→ Given instruction 1
Count the lines of the records below that contain the string "wall", and reply with the number only.

→ Document passage
########################################

The long-awaited amendments to the provisions of Canada's provincial securities legislation governing takeover and issuer bids (sometimes referred to as the Zimmerman amendments) took effect on March 31 2001. The amendments apply to each Canadian province that has securities legislation governing takeover and issuer bids, other than Québec, where the securities regulators are awaiting legislative approvals required to implement the amendments.

The amendments affect takeover and issuer bids in several material respects, including:

  • extending the minimum amount of time that a takeover or issuer bid must be open for acceptance from 21 days to 35 days;
  • extending the time in which an initial directors' circular must be delivered from 10 days to 15 days after the date of the takeover bid;
  • allowing securities to be withdrawn by or on behalf of a depositing security holder at any time where the securities have not been taken up by the offeror in a takeover or issuer bid;
  • changing the deadline for payment for securities taken up under a takeover or issuer bid from three calendar days to three business days after the take-up; and
  • allowing a takeover bid to be started by advertisement provided that:

- on or before the date of the advertisement, the bidder files the bid and delivers it to the target;
- on or before the date of the advertisement, the bidder requests a shareholders' list from the target; and
- the bid is delivered to the target's shareholders within two days of receipt by the bidder of the shareholders' list.

########################################

→ Given instruction 2
Answer the following questions about the passage on the Canadian takeover bid amendments above:
(a) On what date did the amendments take effect?
(b) To how many days was the minimum period during which a takeover or issuer bid must be open for acceptance extended?
(c) Within how many days of the bidder's receipt of the shareholders' list must a bid started by advertisement be delivered to the target's shareholders?

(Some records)
########################################

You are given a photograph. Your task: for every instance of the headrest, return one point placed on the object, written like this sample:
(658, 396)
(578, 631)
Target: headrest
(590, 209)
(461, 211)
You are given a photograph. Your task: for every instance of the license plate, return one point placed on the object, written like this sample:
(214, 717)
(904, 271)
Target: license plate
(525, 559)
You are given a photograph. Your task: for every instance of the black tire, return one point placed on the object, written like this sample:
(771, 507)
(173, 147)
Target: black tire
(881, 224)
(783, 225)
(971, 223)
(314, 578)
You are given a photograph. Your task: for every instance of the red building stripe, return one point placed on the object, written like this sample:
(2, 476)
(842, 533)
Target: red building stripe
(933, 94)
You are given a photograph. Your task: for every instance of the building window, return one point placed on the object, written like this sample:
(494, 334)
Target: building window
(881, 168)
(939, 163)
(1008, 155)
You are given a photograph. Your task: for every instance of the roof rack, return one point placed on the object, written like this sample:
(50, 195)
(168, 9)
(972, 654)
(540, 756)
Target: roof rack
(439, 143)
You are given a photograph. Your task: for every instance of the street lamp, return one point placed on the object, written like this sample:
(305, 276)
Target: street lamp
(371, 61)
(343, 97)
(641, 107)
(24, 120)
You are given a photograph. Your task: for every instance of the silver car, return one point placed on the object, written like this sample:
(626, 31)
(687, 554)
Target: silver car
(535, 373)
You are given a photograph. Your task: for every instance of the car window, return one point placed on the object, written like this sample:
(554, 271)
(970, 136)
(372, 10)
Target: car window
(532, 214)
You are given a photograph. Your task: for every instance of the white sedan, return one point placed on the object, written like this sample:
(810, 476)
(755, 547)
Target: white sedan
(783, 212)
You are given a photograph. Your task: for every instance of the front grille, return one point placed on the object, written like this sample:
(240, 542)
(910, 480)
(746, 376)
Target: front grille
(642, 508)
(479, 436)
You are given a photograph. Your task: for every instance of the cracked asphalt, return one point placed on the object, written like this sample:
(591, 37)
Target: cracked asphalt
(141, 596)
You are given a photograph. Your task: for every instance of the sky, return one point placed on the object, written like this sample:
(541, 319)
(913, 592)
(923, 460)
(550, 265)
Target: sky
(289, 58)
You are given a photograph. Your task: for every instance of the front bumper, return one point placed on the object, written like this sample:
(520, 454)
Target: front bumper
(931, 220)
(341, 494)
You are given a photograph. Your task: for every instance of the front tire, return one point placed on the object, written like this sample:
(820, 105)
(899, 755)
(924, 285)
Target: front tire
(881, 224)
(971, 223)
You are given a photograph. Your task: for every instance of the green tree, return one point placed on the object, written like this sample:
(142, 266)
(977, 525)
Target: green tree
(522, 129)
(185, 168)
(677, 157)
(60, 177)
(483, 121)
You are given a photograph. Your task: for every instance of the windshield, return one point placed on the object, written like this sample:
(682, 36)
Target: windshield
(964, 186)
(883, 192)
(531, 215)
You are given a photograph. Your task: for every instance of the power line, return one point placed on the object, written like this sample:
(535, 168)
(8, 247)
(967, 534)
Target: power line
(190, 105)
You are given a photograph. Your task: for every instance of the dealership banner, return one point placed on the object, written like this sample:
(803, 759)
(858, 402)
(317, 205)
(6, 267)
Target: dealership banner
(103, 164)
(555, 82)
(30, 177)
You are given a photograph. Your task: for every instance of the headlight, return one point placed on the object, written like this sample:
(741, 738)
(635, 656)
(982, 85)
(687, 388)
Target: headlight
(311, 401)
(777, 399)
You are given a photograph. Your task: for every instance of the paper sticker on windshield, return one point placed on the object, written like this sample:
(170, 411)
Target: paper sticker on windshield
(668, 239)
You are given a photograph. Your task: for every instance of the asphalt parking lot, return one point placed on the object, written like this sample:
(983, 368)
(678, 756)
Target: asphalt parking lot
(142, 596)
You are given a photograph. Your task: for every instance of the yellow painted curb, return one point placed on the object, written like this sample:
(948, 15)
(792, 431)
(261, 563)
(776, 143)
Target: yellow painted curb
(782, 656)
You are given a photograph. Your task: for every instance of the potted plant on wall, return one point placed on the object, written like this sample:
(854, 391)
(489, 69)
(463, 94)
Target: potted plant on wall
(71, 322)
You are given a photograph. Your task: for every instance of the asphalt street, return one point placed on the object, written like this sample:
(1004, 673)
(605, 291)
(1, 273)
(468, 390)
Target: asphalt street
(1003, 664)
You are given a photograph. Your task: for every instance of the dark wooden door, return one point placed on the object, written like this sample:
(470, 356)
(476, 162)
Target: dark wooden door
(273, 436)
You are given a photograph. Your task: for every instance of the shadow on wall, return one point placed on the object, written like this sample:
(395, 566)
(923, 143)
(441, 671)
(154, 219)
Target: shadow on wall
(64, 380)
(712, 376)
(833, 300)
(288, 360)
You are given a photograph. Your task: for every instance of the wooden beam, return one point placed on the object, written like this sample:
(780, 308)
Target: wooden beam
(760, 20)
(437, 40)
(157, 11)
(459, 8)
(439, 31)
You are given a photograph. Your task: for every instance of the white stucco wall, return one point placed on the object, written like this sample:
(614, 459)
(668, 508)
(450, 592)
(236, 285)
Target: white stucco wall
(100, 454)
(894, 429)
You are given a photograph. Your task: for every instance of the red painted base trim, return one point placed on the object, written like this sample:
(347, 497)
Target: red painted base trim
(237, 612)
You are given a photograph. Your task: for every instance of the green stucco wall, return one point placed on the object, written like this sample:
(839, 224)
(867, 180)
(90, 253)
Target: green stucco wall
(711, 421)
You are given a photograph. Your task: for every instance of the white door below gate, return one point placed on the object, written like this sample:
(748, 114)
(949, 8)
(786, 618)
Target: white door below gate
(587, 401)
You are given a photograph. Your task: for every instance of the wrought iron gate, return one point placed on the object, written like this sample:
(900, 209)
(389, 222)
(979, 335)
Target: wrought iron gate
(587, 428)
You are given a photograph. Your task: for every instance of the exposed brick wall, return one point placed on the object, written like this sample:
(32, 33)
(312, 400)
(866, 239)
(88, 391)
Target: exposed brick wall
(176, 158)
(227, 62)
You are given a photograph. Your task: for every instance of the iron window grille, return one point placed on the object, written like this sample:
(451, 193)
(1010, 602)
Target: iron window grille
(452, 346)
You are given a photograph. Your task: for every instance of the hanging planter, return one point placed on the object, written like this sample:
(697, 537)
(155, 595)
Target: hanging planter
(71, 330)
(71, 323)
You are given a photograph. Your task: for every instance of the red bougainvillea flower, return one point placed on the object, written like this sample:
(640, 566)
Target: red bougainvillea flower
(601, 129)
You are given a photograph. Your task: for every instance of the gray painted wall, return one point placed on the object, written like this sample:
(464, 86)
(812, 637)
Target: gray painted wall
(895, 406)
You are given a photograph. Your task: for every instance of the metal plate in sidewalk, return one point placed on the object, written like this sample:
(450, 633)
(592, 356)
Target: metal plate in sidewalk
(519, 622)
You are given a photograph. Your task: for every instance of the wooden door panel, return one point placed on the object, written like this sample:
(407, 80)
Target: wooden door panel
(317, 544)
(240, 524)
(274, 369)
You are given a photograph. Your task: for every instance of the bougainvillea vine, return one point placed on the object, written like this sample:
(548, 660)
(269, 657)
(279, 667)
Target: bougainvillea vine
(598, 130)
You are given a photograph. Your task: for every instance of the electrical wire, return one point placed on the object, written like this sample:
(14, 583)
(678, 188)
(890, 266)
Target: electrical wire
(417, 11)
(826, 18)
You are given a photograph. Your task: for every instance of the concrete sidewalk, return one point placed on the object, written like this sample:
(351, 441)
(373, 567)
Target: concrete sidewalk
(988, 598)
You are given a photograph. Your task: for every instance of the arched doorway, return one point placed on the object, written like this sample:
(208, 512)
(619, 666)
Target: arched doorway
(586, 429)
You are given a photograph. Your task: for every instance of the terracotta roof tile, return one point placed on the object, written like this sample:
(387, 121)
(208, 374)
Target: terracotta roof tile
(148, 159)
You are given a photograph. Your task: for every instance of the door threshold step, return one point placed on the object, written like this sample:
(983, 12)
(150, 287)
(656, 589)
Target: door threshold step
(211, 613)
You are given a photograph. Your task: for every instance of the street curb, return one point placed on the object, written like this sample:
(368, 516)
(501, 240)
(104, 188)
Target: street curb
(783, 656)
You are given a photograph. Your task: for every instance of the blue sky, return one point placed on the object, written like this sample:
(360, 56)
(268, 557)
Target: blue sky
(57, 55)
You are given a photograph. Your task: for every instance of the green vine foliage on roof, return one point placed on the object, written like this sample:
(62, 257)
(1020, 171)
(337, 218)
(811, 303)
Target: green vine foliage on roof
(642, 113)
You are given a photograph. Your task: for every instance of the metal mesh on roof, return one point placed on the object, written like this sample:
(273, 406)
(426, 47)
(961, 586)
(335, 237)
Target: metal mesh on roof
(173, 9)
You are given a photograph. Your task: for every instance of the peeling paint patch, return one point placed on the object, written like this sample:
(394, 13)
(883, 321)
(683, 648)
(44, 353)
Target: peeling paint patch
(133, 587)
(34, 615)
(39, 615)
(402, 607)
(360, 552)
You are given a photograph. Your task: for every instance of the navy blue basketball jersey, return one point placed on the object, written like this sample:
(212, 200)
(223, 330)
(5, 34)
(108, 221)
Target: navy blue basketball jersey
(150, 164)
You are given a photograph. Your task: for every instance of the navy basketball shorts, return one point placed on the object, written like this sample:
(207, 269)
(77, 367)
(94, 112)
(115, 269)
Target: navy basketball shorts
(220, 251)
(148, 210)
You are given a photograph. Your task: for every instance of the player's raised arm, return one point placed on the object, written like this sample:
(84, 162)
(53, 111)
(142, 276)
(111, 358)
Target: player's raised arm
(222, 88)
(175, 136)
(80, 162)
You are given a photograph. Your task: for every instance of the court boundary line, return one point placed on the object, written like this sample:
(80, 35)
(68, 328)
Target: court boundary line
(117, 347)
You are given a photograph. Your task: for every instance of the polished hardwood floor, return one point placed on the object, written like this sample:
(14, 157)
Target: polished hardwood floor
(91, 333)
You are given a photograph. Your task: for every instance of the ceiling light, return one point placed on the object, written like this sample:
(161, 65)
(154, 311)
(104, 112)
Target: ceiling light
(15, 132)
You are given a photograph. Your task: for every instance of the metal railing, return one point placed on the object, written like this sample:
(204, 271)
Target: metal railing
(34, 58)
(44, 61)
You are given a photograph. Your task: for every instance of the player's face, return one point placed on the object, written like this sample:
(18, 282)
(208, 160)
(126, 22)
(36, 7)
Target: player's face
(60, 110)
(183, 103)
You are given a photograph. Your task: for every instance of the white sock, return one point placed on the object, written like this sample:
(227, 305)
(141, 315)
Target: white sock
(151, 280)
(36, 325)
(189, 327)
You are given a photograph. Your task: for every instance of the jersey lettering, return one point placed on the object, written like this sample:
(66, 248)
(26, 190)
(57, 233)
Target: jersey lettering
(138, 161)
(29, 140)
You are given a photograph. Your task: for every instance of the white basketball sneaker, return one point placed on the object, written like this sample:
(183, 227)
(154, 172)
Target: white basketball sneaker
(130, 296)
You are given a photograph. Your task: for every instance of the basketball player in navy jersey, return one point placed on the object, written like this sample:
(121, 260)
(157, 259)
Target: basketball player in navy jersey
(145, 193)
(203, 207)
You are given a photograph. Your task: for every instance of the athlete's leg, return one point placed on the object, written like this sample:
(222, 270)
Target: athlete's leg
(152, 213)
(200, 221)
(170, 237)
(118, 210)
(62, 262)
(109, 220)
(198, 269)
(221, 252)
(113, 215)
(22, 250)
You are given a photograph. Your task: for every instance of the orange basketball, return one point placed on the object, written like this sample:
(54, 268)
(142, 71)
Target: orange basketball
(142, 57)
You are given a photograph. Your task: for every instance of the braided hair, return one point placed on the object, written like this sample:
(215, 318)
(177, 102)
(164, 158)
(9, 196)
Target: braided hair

########################################

→ Full answer 1
12

→ Full answer 2
(a) March 31 2001
(b) 35 days
(c) Two days